Please write out all the data that follows exactly, without the pictures.

Records from a collection:
+--

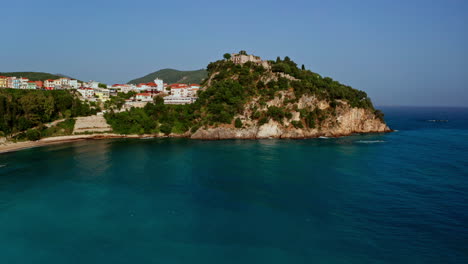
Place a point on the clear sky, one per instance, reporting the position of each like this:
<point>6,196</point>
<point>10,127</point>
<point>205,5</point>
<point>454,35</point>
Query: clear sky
<point>412,52</point>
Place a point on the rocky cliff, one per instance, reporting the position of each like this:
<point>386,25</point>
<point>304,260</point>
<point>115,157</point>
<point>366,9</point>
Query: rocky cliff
<point>345,120</point>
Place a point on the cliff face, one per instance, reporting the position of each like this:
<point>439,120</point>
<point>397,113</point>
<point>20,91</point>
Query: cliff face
<point>344,121</point>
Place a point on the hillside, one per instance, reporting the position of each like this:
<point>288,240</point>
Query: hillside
<point>173,76</point>
<point>33,76</point>
<point>273,99</point>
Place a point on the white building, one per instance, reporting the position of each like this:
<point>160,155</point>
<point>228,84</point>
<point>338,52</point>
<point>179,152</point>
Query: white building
<point>144,97</point>
<point>74,84</point>
<point>86,92</point>
<point>92,84</point>
<point>159,85</point>
<point>23,83</point>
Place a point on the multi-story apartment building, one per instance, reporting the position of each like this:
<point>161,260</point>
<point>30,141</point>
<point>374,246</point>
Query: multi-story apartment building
<point>3,82</point>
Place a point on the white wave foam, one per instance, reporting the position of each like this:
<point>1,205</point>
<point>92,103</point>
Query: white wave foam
<point>437,120</point>
<point>370,141</point>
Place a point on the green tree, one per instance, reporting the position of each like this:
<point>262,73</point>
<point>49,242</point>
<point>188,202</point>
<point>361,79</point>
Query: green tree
<point>166,129</point>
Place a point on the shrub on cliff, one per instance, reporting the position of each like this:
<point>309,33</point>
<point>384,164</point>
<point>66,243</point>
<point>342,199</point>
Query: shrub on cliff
<point>33,134</point>
<point>238,123</point>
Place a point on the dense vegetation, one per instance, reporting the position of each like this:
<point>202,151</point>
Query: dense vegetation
<point>232,89</point>
<point>173,76</point>
<point>21,110</point>
<point>63,128</point>
<point>32,76</point>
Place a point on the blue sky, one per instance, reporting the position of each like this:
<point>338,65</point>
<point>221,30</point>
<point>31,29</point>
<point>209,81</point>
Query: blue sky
<point>410,52</point>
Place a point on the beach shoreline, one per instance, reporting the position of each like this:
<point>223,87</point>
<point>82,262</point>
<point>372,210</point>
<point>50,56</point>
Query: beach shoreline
<point>16,146</point>
<point>9,146</point>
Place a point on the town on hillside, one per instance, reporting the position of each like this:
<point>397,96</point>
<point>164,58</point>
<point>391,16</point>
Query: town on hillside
<point>92,91</point>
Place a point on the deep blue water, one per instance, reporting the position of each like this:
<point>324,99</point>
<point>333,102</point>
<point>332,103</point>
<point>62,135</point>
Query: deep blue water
<point>388,198</point>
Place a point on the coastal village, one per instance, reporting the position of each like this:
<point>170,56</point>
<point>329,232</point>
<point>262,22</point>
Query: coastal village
<point>92,91</point>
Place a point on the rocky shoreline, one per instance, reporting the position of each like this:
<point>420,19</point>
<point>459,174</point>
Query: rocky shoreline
<point>209,134</point>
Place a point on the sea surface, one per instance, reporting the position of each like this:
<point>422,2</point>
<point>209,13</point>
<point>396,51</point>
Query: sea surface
<point>400,197</point>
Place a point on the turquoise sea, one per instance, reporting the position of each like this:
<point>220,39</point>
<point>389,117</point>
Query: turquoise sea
<point>400,197</point>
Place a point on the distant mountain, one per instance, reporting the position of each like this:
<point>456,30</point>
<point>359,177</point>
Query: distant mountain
<point>34,76</point>
<point>173,76</point>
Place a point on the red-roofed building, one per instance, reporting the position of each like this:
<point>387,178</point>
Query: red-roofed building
<point>39,84</point>
<point>145,97</point>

+--

*TASK SOLUTION*.
Place a point on the clear sky, one per instance, reporting the position of each like this:
<point>6,196</point>
<point>10,127</point>
<point>205,5</point>
<point>454,35</point>
Query: clear sky
<point>412,52</point>
Place a point on the rocky cliff, one per instance, reporting the position of each like this:
<point>386,25</point>
<point>304,260</point>
<point>115,157</point>
<point>366,9</point>
Query: rocky cliff
<point>345,120</point>
Place a point on the cliff face, one per instance, reporting the position of each like this:
<point>439,120</point>
<point>397,113</point>
<point>20,91</point>
Query: cliff face
<point>344,121</point>
Place a point on the hillside, one per instance, reporting the position of each like this:
<point>288,240</point>
Query: hillside
<point>173,76</point>
<point>33,76</point>
<point>273,99</point>
Place a point on the white building, one per instance, reporting the position of each like this:
<point>160,155</point>
<point>228,84</point>
<point>338,52</point>
<point>179,152</point>
Query: white building
<point>144,97</point>
<point>74,84</point>
<point>86,92</point>
<point>92,84</point>
<point>159,85</point>
<point>23,83</point>
Place a point on the multi-story apartment building, one per instance, reporting the position of each like this:
<point>161,260</point>
<point>30,141</point>
<point>374,246</point>
Query: multi-story apartment building
<point>3,82</point>
Place a point on the white wave foam, one per instance, reporting the position of each like this:
<point>1,205</point>
<point>92,103</point>
Query: white wave foam
<point>437,120</point>
<point>370,141</point>
Place a point on the green tree, one per instance, reporting the position of each like this:
<point>262,73</point>
<point>49,242</point>
<point>188,202</point>
<point>361,79</point>
Query: green tree
<point>166,129</point>
Place a point on the shrub on cliff, one per instance, reporting the position of each like this:
<point>309,33</point>
<point>384,164</point>
<point>66,243</point>
<point>342,199</point>
Query: shrub on cliff
<point>33,134</point>
<point>238,123</point>
Place a point on the dense vegetation, one per instance, reporting the position of each like this:
<point>202,151</point>
Query: dense vegetation
<point>232,89</point>
<point>173,76</point>
<point>21,110</point>
<point>63,128</point>
<point>32,76</point>
Place a point on the blue sky, one per instance, reporting the position of each like this:
<point>338,65</point>
<point>221,30</point>
<point>31,29</point>
<point>209,81</point>
Query: blue sky
<point>410,52</point>
Place a point on the beach shoreline, one per instance, reporting the position of each like this:
<point>223,87</point>
<point>82,262</point>
<point>372,210</point>
<point>50,56</point>
Query: beach shoreline
<point>16,146</point>
<point>9,146</point>
Place a point on the town on hillside, one per instance, reporting the position of each like this:
<point>397,96</point>
<point>164,58</point>
<point>391,16</point>
Query: town on hillside
<point>92,91</point>
Place a point on the deep blue water, one per instance, reporting the position of each like this:
<point>324,99</point>
<point>333,102</point>
<point>332,103</point>
<point>62,135</point>
Query: deep blue water
<point>388,198</point>
Place a point on the coastal village, one per instance, reporting the position of each like this:
<point>170,56</point>
<point>329,232</point>
<point>262,22</point>
Query: coastal village
<point>92,91</point>
Place a point on the rocky shoreline, one per instance, reporting the position of each like this:
<point>420,19</point>
<point>459,174</point>
Query: rocky shoreline
<point>209,134</point>
Place a point on the sea surface, one per instance, reporting the position of each like this:
<point>422,2</point>
<point>209,13</point>
<point>396,51</point>
Query: sea surface
<point>400,197</point>
Place a point on the turquoise sea, one per instance, reporting the position of each like this:
<point>220,39</point>
<point>389,117</point>
Query: turquoise sea
<point>400,197</point>
Place a point on the distant mountain, one per instance, reporting the position of each like this:
<point>456,30</point>
<point>359,177</point>
Query: distant mountain
<point>34,76</point>
<point>173,76</point>
Place a point on the red-roofed building, one per instance, reporting the position of each like this:
<point>387,178</point>
Query: red-roofed building
<point>39,84</point>
<point>145,97</point>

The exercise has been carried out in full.